- **Directive**
Write out the listing below exactly, and omit any images you find in it.

- **Excerpted records**
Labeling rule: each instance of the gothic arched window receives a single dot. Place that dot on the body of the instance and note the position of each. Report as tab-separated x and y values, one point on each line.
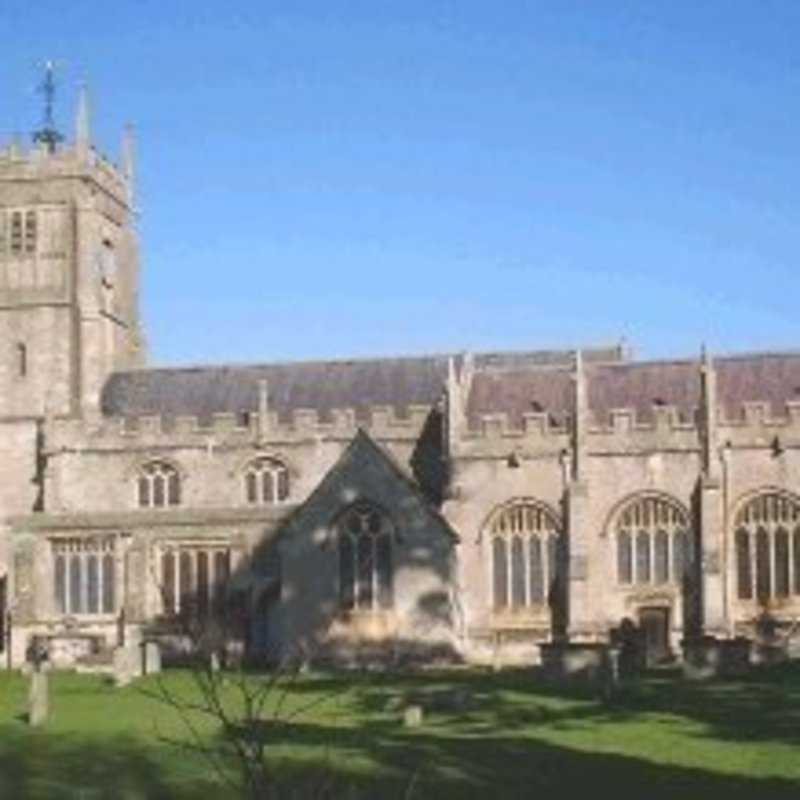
159	485
767	542
365	541
525	547
266	482
653	541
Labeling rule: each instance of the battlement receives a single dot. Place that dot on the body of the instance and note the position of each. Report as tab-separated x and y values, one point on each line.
19	162
381	422
664	427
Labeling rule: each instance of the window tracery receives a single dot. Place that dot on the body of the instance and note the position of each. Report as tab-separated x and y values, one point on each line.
653	541
84	575
525	551
365	541
767	546
158	485
266	482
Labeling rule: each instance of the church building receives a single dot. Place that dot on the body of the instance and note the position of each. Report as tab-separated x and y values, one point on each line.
463	506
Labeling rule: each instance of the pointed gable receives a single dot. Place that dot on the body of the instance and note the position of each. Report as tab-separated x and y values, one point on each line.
366	472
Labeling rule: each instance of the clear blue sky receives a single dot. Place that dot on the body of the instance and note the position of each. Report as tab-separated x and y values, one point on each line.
322	179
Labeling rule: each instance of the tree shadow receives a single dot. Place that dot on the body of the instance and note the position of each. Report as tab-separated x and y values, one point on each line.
38	764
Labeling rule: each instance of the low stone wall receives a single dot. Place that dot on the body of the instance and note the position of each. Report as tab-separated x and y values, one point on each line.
570	662
707	657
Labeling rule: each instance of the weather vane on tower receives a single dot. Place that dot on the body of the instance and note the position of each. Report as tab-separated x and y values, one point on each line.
47	134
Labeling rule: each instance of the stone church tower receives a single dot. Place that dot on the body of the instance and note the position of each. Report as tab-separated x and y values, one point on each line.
69	273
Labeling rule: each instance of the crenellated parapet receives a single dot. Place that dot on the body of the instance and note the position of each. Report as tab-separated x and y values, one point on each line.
383	423
756	425
624	430
495	436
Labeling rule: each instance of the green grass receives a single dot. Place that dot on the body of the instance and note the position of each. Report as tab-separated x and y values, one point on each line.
515	738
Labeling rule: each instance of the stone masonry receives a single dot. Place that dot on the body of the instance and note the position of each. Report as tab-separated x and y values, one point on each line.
452	507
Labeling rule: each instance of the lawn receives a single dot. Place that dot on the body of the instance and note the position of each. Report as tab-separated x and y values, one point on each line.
514	738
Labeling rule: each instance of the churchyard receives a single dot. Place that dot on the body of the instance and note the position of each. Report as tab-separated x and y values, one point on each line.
473	735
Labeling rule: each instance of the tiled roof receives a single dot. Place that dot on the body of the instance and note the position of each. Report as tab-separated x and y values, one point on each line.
319	385
773	378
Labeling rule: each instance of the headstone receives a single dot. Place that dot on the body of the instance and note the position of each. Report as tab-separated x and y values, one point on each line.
38	698
123	673
151	657
412	716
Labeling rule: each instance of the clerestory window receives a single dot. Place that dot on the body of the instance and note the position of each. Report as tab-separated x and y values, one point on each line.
266	482
159	485
767	543
526	556
194	579
653	541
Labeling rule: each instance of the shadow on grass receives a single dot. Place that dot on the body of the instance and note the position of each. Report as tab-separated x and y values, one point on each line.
492	743
55	766
485	736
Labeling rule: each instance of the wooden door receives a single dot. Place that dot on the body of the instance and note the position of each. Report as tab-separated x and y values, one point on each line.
654	623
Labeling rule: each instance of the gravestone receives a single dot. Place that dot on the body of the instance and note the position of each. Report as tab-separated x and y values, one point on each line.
123	671
151	657
412	716
38	698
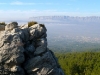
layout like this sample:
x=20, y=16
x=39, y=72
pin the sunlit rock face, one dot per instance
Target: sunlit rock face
x=23, y=51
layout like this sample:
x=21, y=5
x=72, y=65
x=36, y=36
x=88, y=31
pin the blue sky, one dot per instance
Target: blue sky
x=28, y=8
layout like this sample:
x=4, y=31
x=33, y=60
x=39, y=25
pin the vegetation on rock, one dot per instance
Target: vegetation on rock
x=31, y=23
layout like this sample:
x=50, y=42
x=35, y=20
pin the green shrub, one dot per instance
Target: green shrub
x=31, y=23
x=2, y=23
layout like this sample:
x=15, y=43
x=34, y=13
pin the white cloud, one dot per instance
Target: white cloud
x=22, y=15
x=3, y=3
x=21, y=3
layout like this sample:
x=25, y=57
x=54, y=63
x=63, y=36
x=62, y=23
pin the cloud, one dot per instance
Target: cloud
x=26, y=14
x=3, y=3
x=23, y=3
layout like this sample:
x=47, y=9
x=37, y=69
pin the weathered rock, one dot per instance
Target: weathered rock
x=23, y=51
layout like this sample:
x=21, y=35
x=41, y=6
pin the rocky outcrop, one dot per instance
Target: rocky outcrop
x=2, y=26
x=23, y=51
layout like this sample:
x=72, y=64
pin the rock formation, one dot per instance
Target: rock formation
x=23, y=51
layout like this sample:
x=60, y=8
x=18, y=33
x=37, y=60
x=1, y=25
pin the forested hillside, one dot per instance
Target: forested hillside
x=80, y=63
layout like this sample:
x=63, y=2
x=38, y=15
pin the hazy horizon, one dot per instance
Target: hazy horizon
x=24, y=9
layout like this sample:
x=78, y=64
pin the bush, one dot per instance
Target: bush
x=31, y=23
x=2, y=23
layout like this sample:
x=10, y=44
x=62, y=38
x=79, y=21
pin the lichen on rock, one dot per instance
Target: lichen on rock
x=23, y=51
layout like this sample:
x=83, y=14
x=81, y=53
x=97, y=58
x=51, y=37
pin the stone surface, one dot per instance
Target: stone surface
x=23, y=51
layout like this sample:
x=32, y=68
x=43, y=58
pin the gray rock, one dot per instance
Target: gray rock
x=23, y=51
x=11, y=26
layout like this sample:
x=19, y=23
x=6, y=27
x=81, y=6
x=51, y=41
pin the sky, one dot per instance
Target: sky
x=22, y=9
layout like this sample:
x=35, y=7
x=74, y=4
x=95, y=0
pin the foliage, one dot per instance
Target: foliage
x=80, y=63
x=31, y=23
x=2, y=23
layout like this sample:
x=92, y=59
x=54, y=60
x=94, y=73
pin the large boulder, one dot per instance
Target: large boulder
x=23, y=51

- **Solution to the exercise**
Labeling rule: each instance of the gothic arched window receives a single dot. Place that dot on the body of the instance and note the position of each. Report as tab-separated x and y values, one point on each line.
159	485
767	542
365	541
525	547
266	482
653	541
Labeling rule: each instance of the battlement receives a single dot. Place that dot on the body of the instance and note the position of each. Report as tab-separated x and y values, one point on each line.
19	162
381	422
664	427
Labeling rule: each instance of the window tracery receives a single dot. Place that dot on the body of the instance and note the position of each. Report as tab-separated x and y values, one point on each line.
653	541
84	575
525	551
365	541
767	546
158	485
266	482
Labeling rule: each instance of the church building receives a single dot. Place that dot on the body of the instance and note the position of each. Report as tab-separated x and y values, one point on each line.
463	506
Labeling rule: each instance of the pointed gable receives a single dot. Place that dot on the body of the instance and note the position of each. Report as tab-separated x and y values, one point on each line.
366	472
Labeling rule: each instance of the clear blue sky receives a single dot. Place that dot on the body of the instance and note the position of each. Report as tab-separated x and y values, one point on each line.
322	179
Labeling rule: each instance of the tree shadow receives a single dot. Place that dot on the body of the instance and note the position of each. Report as tab-separated x and y values, one point on each line.
38	764
Labeling rule: each instance of the low stone wall receives a single dot. Place that dot on the body of the instance and note the position of each. Report as tab-separated x and y values, one point on each line.
570	662
707	657
Labeling rule: each instance of the weather vane on tower receives a single dot. Place that dot on the body of the instance and note the position of each. Report as tab-separated x and y values, one point on each line.
47	134
Labeling rule: each instance of the stone church tower receives a single dot. Place that dot on the body of the instance and note the position of each. Report as tab-separated x and y values, one point on each line.
69	273
Labeling rule: each instance of the crenellated parapet receives a single dot. Place that dot on the body of the instance and note the position of each. Report as tab-separated x and y values, one point on each line.
383	423
756	425
624	430
495	436
Labeling rule: each instance of the green grass receives a single dot. Place that dot on the body of the instance and note the position of each. Report as tab-separated x and y values, one point on each line.
515	738
Labeling rule: each instance of the stone masonry receives a single dot. Place that dot on the body of the instance and note the position of each. Report as tab-separated x and y values, one point on each line.
452	507
Labeling rule: each instance of the lawn receives a single dot. Place that dot on the body of the instance and note the position of each. Report as tab-separated x and y values, one point on each line.
514	738
Labeling rule: each instance of the churchyard receives a single dot. Place that dot on the body of the instance and note the position of each. Report as tab-separated x and y values, one point on each line.
473	735
Labeling rule: each instance of the tiled roof receives a single dot. Place that dot on the body of the instance and note the position of each. Report as tab-separated x and y values, one point on each line.
319	385
773	378
Labeling rule: each instance of the headstone receives a single dot. Place that dot on the body of the instance and note the position of each. Report as tab-separated x and y values, one point on each line.
38	698
123	673
151	657
412	716
Labeling rule: each instance of the clerestory window receives a single dot. Place that dot on the body of the instance and note the position of each. Report as tab-separated x and y values, one point on each line.
266	482
159	485
767	543
526	556
194	579
653	541
Labeling rule: each instance of the shadow on grass receives a single dot. Place that dot on the body of the instance and note the position of each. Report as tab-separated x and y values, one point on each line.
492	743
55	766
485	736
Labeling rule: each instance of the wooden door receives a single dot. Place that dot on the body of the instance and note the position of each. Report as tab-separated x and y values, one point on each line.
654	623
Labeling rule: each instance of the gravestone receives a single dot. Place that dot on the body of the instance and note the position of each. Report as tab-separated x and y values, one point on each line.
123	671
151	657
412	716
38	698
layout like this sample:
x=20, y=16
x=39, y=72
pin the sunlit rock face, one dot per instance
Target: sunlit rock face
x=23, y=51
layout like this sample:
x=21, y=5
x=72, y=65
x=36, y=36
x=88, y=31
pin the blue sky, one dot per instance
Target: blue sky
x=28, y=8
layout like this sample:
x=4, y=31
x=33, y=60
x=39, y=25
pin the vegetation on rock, one dot per instance
Target: vegetation on rock
x=31, y=23
layout like this sample:
x=50, y=42
x=35, y=20
pin the green shrub, one dot per instance
Target: green shrub
x=31, y=23
x=2, y=23
layout like this sample:
x=15, y=43
x=34, y=13
pin the white cloud, one dot per instance
Target: white cloud
x=22, y=15
x=3, y=3
x=21, y=3
layout like this sample:
x=25, y=57
x=54, y=63
x=63, y=36
x=62, y=23
pin the cloud, one dot per instance
Target: cloud
x=26, y=14
x=3, y=3
x=23, y=3
layout like this sample:
x=47, y=9
x=37, y=69
pin the weathered rock, one dot per instance
Target: weathered rock
x=23, y=51
layout like this sample:
x=21, y=35
x=41, y=6
pin the rocky outcrop, one dot per instance
Target: rocky outcrop
x=2, y=26
x=23, y=51
layout like this sample:
x=72, y=64
pin the rock formation, one dot per instance
Target: rock formation
x=23, y=51
layout like this sample:
x=60, y=8
x=18, y=33
x=37, y=60
x=1, y=25
pin the forested hillside, one dot per instance
Target: forested hillside
x=80, y=63
layout like this sample:
x=63, y=2
x=38, y=15
pin the hazy horizon, one dot per instance
Target: hazy horizon
x=24, y=9
layout like this sample:
x=78, y=64
pin the bush, one dot per instance
Target: bush
x=31, y=23
x=2, y=23
layout like this sample:
x=10, y=44
x=62, y=38
x=79, y=21
pin the lichen on rock, one dot per instance
Target: lichen on rock
x=23, y=51
layout like this sample:
x=83, y=14
x=81, y=53
x=97, y=58
x=51, y=37
pin the stone surface, one dot per instance
Target: stone surface
x=23, y=51
layout like this sample:
x=32, y=68
x=43, y=58
pin the gray rock, one dot per instance
Target: gray rock
x=23, y=51
x=11, y=26
layout like this sample:
x=19, y=23
x=6, y=27
x=81, y=6
x=51, y=41
pin the sky, one dot per instance
Target: sky
x=22, y=9
layout like this sample:
x=35, y=7
x=74, y=4
x=95, y=0
pin the foliage, one dot per instance
Target: foliage
x=80, y=63
x=31, y=23
x=2, y=23
layout like this sample:
x=92, y=59
x=54, y=60
x=94, y=73
pin the large boulder, one dot per instance
Target: large boulder
x=23, y=51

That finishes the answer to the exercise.